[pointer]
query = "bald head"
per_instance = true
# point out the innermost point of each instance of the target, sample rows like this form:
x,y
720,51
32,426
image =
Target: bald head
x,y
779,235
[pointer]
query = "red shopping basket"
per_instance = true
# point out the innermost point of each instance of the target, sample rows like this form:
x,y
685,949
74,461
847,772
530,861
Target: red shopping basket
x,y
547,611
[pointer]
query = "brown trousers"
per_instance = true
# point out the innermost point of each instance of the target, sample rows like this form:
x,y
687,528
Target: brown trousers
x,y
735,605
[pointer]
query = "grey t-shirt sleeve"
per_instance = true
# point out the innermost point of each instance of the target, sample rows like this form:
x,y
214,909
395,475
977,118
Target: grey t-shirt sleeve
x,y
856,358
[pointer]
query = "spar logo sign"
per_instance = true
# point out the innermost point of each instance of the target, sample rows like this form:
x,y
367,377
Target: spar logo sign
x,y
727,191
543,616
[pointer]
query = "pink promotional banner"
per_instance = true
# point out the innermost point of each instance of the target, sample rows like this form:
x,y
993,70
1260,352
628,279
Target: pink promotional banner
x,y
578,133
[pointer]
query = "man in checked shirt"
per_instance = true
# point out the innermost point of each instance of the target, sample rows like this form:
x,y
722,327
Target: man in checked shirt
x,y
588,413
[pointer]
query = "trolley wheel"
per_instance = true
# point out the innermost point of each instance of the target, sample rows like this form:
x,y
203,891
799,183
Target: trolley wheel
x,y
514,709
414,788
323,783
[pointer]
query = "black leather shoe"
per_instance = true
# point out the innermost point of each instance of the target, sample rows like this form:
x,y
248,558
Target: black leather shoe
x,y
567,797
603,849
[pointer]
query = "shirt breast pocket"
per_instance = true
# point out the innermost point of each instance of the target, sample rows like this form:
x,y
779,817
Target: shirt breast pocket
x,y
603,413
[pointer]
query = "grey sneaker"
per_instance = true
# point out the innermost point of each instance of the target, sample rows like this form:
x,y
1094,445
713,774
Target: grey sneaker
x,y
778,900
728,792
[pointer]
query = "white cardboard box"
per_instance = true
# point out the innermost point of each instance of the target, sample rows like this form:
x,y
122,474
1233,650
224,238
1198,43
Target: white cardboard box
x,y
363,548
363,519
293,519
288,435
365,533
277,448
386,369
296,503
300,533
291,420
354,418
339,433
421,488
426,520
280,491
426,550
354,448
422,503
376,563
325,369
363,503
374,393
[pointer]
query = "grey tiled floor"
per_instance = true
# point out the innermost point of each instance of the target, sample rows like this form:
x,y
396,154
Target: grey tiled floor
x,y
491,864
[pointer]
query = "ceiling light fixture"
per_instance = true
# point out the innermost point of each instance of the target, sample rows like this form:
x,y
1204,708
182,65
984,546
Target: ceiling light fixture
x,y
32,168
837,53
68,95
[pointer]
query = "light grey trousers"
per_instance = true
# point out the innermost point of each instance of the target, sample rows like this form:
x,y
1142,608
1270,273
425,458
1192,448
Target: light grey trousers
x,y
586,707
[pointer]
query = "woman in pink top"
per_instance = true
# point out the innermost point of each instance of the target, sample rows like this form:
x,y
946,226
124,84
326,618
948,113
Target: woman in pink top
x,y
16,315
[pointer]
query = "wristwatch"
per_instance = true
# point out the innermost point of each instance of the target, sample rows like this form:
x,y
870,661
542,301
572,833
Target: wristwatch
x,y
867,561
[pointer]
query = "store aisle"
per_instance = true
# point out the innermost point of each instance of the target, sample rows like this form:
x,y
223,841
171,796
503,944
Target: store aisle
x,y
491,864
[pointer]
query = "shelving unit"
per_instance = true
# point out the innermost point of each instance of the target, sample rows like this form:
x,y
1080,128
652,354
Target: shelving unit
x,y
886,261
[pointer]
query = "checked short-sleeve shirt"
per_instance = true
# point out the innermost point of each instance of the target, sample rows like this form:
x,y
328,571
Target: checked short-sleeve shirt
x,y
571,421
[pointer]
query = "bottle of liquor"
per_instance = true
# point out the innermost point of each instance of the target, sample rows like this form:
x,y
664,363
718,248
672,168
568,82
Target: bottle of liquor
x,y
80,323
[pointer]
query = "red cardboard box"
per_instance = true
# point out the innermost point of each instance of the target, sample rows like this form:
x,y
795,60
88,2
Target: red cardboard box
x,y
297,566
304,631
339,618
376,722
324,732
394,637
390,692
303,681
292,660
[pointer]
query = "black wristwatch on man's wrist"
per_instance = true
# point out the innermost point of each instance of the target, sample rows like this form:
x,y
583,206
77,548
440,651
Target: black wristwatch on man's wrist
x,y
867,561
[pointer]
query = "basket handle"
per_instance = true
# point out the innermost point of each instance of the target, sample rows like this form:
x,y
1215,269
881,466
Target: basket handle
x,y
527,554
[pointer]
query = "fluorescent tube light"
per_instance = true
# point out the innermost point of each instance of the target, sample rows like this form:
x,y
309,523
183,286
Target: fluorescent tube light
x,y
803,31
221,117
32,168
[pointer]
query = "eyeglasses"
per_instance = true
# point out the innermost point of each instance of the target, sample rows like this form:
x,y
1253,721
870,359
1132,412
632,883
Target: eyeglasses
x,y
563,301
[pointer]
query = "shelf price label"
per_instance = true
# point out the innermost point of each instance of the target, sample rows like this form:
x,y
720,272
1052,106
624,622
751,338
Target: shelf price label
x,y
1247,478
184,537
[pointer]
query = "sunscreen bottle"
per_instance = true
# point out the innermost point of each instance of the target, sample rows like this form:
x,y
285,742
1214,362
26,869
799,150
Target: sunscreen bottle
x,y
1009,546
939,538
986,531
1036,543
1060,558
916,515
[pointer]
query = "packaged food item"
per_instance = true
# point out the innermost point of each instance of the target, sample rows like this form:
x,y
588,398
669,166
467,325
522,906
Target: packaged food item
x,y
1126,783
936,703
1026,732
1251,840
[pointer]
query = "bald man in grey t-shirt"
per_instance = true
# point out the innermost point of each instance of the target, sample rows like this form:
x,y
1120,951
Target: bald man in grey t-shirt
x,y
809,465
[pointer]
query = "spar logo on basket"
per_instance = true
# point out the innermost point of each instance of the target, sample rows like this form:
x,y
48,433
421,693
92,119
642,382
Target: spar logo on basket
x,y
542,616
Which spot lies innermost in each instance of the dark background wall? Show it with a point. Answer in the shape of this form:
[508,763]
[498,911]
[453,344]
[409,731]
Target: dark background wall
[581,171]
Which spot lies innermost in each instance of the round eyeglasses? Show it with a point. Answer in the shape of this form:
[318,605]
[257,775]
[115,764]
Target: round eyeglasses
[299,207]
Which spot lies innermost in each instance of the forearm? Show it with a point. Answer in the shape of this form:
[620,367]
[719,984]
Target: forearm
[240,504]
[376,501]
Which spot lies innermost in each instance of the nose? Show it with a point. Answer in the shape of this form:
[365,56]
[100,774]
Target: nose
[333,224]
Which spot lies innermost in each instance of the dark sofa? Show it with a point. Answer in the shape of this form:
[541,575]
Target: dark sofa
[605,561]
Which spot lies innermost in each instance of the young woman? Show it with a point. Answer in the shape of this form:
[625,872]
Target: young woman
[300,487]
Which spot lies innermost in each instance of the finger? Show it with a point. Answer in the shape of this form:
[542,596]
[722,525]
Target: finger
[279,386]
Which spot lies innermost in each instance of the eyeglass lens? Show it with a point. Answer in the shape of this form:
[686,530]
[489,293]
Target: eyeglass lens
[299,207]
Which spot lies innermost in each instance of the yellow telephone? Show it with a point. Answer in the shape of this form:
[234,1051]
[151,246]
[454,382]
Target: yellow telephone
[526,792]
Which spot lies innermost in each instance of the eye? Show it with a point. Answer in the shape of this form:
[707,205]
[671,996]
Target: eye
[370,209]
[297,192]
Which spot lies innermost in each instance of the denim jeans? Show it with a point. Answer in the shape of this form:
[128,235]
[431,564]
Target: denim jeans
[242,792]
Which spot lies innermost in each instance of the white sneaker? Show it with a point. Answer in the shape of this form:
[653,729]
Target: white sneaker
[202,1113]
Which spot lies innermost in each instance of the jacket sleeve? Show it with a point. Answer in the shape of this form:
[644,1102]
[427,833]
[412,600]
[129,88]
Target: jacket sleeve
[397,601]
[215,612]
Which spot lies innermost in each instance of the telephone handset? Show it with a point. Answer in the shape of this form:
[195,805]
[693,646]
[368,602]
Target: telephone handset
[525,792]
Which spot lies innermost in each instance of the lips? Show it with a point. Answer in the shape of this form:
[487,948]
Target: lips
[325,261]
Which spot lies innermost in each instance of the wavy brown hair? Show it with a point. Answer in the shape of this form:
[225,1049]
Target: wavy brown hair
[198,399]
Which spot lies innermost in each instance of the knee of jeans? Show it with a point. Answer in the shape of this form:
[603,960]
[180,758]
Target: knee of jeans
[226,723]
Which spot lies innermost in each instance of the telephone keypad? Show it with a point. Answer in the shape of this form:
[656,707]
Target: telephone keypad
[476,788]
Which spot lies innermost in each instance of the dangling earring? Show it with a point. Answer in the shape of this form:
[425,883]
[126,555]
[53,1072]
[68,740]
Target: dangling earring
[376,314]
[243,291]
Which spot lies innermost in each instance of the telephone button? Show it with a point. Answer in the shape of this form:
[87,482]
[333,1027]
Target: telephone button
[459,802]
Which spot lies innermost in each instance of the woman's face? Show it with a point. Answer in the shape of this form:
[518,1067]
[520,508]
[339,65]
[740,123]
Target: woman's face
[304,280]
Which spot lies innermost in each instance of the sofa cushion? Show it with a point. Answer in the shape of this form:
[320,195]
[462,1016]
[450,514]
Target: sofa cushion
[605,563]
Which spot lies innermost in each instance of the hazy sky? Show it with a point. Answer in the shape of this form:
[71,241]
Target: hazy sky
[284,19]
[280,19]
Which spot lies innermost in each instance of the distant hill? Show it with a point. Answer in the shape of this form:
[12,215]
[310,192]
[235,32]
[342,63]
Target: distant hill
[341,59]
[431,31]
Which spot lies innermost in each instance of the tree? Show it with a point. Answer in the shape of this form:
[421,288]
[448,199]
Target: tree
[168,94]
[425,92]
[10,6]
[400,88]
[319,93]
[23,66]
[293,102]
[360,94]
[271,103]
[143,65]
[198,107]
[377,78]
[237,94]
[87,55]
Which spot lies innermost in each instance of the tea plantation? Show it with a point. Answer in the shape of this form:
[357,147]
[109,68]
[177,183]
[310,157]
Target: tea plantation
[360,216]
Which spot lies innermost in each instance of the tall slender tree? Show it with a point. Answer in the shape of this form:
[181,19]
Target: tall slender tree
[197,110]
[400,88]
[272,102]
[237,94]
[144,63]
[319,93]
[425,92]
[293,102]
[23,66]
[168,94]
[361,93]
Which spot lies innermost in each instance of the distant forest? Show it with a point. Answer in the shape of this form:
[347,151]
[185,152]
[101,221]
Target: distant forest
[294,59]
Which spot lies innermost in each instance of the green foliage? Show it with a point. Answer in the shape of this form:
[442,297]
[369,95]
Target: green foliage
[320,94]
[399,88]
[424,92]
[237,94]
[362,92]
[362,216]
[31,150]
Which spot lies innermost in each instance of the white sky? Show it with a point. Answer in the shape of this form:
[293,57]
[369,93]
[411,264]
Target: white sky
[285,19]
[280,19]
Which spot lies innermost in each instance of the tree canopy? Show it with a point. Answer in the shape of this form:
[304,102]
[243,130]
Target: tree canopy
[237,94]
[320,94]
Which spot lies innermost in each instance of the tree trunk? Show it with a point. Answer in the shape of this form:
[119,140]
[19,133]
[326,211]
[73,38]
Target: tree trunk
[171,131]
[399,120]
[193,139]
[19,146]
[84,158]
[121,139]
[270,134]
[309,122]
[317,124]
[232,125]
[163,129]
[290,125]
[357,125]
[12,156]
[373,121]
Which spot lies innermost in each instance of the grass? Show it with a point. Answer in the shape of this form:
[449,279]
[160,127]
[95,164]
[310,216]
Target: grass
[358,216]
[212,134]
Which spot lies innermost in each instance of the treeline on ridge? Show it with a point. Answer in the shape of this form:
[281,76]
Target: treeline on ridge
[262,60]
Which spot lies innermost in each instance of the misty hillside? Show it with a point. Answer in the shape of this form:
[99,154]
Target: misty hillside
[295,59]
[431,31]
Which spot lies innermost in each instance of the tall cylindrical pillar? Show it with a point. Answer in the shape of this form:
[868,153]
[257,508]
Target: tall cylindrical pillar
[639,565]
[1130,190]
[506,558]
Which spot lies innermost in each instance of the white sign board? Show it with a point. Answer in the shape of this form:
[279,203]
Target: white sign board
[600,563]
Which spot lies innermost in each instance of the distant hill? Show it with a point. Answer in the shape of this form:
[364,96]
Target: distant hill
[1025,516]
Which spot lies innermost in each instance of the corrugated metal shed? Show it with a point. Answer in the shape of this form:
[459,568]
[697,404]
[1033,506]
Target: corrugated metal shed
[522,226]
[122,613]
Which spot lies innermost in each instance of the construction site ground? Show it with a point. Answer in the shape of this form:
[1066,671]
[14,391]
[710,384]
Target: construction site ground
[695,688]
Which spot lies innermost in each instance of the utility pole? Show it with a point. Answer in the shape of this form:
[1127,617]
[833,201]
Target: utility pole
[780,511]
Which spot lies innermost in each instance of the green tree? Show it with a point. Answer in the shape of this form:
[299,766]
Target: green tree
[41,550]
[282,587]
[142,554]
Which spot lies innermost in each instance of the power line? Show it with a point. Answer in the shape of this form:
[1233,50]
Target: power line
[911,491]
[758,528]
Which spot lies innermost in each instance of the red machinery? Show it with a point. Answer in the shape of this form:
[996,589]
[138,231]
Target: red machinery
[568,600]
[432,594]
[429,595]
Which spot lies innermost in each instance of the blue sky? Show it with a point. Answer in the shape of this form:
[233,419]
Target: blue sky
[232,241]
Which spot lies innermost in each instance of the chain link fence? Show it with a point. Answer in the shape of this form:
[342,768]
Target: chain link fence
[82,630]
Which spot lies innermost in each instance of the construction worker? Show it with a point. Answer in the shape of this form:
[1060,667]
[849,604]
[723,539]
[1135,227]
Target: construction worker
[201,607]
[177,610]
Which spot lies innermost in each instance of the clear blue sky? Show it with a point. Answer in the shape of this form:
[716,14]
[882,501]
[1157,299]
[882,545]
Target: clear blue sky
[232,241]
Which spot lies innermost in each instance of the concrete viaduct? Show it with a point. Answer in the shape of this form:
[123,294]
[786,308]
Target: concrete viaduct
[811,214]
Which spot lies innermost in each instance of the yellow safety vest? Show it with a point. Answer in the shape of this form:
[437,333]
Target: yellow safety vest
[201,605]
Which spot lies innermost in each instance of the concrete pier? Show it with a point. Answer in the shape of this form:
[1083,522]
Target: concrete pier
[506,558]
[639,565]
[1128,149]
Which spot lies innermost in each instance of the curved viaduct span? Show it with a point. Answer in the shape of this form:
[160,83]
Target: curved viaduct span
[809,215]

---

Your task
Using the entries above, extract exactly the span from the line with "the yellow telephone?" to the line with "Which spot lies innermost in each instance of the eye?", both lines included; leave out everything else.

The answer
Which spot lies innermost in each instance of the yellow telephone? Show it with a point. Answer in the shape of this form:
[234,1051]
[151,246]
[454,382]
Target: yellow telephone
[526,792]
Which spot lies innermost in each instance of the eye? Show it with a point. Answer in the shape of this form:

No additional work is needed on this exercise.